EXTRACTED INFORMATION
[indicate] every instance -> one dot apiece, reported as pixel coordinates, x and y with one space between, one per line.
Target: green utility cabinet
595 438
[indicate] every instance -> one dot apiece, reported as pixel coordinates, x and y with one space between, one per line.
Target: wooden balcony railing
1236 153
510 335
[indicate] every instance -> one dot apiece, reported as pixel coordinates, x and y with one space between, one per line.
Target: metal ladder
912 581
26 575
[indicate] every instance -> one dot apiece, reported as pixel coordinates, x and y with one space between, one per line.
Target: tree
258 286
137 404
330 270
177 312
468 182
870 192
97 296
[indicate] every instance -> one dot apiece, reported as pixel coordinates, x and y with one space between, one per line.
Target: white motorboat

* * *

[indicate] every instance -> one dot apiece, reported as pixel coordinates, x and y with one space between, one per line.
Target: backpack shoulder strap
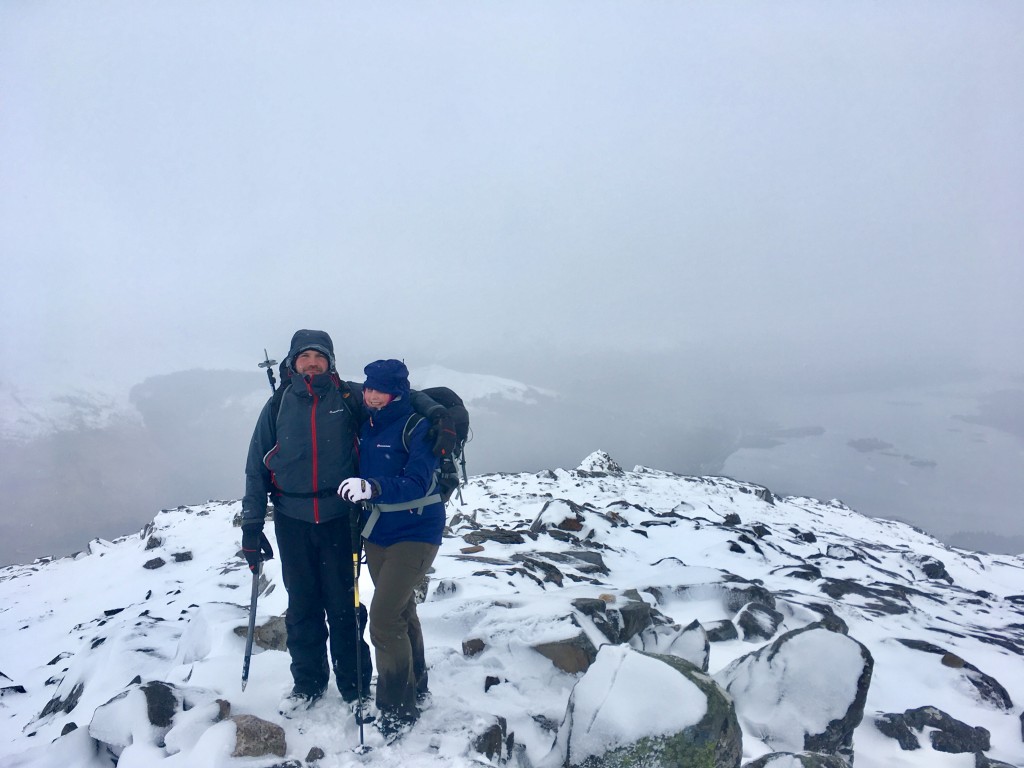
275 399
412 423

TASK INSTRUCTIONS
Count the lines in the listing above that contain the word "Target", and reply with only the number.

THE REPLY
6